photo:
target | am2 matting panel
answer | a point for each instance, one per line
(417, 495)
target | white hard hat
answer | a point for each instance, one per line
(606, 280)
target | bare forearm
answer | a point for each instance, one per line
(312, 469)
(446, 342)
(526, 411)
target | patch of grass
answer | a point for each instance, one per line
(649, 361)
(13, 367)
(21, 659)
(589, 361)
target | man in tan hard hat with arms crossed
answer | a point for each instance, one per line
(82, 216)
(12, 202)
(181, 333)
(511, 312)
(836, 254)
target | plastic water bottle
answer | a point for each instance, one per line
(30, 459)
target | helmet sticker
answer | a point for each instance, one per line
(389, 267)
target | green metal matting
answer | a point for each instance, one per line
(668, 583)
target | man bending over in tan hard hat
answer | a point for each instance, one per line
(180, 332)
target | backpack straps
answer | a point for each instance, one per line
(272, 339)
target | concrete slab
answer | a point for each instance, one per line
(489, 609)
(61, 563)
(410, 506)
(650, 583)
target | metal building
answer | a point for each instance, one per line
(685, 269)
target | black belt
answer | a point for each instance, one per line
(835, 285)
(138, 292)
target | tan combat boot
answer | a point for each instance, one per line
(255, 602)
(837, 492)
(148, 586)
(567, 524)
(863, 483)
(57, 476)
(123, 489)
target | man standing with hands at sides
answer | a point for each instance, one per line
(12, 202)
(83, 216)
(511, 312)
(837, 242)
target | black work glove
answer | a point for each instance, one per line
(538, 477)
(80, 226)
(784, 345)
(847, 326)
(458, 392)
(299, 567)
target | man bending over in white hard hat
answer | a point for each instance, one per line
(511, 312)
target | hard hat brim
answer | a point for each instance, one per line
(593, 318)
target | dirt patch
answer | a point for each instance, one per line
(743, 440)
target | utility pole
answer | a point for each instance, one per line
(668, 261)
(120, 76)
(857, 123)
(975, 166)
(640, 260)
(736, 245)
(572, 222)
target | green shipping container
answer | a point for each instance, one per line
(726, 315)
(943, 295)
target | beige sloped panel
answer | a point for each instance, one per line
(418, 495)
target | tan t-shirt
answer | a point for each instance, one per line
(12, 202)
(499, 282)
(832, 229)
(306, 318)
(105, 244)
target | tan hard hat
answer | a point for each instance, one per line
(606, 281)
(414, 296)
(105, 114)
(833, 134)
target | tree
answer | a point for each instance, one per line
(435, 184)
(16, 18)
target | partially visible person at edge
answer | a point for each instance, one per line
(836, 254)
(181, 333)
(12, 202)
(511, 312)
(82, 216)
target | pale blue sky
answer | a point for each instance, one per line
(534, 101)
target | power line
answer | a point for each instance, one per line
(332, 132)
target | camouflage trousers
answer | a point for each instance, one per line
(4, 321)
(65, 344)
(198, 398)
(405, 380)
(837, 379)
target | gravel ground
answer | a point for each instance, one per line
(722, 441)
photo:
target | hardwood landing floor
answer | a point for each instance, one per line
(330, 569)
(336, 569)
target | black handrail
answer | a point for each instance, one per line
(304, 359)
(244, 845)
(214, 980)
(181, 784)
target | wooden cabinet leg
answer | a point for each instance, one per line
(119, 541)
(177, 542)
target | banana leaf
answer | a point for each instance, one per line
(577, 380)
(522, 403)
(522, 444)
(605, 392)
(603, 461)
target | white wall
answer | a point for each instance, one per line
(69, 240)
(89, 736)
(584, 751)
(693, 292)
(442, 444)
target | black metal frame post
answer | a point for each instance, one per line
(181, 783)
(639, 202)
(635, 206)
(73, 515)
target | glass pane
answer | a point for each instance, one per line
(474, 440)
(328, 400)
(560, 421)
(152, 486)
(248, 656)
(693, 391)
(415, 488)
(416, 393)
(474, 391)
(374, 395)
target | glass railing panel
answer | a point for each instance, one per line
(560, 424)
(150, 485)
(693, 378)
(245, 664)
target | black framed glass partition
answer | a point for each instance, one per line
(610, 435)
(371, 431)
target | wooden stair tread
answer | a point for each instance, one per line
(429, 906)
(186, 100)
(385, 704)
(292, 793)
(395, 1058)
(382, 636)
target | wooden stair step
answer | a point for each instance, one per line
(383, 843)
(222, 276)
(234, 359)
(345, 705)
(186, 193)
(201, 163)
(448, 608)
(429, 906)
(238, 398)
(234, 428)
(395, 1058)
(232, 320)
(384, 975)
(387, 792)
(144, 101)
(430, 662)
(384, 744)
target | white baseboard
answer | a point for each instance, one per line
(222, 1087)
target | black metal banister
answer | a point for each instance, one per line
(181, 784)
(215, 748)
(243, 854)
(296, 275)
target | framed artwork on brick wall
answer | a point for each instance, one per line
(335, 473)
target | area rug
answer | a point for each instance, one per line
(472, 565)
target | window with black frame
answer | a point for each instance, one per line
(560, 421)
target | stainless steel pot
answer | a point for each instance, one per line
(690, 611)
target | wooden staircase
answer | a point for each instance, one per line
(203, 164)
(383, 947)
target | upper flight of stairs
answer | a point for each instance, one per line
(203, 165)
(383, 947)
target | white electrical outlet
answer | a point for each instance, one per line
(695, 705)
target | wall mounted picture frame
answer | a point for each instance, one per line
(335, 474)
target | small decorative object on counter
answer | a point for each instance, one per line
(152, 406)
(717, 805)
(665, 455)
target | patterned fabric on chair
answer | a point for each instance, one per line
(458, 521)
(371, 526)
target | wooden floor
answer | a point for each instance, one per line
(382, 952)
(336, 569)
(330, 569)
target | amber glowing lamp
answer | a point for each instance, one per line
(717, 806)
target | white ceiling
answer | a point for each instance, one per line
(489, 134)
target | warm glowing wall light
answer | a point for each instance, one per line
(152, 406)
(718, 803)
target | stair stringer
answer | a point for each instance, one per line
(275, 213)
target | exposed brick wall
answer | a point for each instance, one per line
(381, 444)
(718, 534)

Job: Can you quote exactly the lines from the one containing "target | wooden floor" through the last line of the records above, and nothing else?

Expected output:
target | wooden floor
answer | a point for each instance, one per line
(382, 952)
(336, 569)
(330, 569)
target | amber glowing lamp
answer | a point for each instance, one per line
(717, 806)
target | white ceiling
answer | a point for each instance, one per line
(489, 134)
target | warm glowing wall light
answer | a point for each instance, one per line
(152, 406)
(718, 803)
target | stair stringer
answer | a point for each instance, one per line
(275, 213)
target | exposed brick wall
answer | a point for each instance, one per line
(381, 444)
(718, 534)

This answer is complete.